EXCERPT =

BEGIN

On Sept. 22, 1998, police were called to the Palo Alto, California, home of Vladimir Pokhilko. They discovered a gruesome scene: The Tetris co-developer was dead, his throat slit; he was still gripping the knife. His wife Yelena and their 12-year-old son Peter had been bludgeoned to death with hammers and then stabbed.
There was a note, in Pokhilko’s handwriting:
I’ve been eaten alive. Vladimir. Just remember that I am exist. The davil
And yet Sandra Brown, a now-retired Palo Alto PD Crime Scene Investigator who was at the scene, couldn’t shake the feeling that the Russian immigrant was just as much the victim as his wife and son.
“Something was not right,” she told The Post, noting that Pokhilko’s blood splatter on the bottom of a sliding glass patio door didn’t match up with the location of his body. “The blood and the knife didn’t make sense. I was thinking, ‘This man didn’t kill himself.’ ”
The medical examiner, however, quickly ruled that Pokhilko, whose company AnimaTek had been in dire financial trouble, was responsible for the heinous acts. The case was closed: Murder — double homicide — suicide.

END

TASK PROMPT = Copy the excerpt on Vladimir Pokhilko's death word for word, from "There was a" to "homicide — suicide.". The items that come next are separate material and are not part of the excerpt.

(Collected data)
BEGIN

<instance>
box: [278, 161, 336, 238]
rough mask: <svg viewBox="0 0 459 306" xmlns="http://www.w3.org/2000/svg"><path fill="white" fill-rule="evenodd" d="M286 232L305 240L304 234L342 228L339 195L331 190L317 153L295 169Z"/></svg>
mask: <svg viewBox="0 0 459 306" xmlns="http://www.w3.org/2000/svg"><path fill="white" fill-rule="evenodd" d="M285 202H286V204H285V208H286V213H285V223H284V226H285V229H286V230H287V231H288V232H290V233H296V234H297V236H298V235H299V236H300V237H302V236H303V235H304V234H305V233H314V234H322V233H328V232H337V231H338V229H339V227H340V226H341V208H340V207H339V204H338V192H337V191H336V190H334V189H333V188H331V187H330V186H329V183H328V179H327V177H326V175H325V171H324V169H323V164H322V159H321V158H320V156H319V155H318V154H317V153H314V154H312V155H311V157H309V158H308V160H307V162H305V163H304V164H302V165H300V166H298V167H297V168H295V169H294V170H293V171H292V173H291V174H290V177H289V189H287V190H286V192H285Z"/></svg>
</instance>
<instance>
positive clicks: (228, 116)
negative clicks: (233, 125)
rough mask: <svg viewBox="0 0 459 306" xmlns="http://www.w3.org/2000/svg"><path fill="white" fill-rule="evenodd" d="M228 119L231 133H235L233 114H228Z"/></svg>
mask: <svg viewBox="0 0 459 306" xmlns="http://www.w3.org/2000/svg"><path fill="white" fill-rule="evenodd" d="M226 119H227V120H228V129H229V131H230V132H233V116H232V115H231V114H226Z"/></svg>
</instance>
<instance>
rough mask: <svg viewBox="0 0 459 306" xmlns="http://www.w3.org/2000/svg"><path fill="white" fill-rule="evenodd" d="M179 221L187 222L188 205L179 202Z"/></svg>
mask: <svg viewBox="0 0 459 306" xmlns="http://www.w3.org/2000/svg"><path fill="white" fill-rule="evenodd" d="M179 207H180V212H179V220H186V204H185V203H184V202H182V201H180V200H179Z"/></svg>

END

ANSWER BELOW =
There was a note, in Pokhilko’s handwriting:
I’ve been eaten alive. Vladimir. Just remember that I am exist. The davil
And yet Sandra Brown, a now-retired Palo Alto PD Crime Scene Investigator who was at the scene, couldn’t shake the feeling that the Russian immigrant was just as much the victim as his wife and son.
“Something was not right,” she told The Post, noting that Pokhilko’s blood splatter on the bottom of a sliding glass patio door didn’t match up with the location of his body. “The blood and the knife didn’t make sense. I was thinking, ‘This man didn’t kill himself.’ ”
The medical examiner, however, quickly ruled that Pokhilko, whose company AnimaTek had been in dire financial trouble, was responsible for the heinous acts. The case was closed: Murder — double homicide — suicide.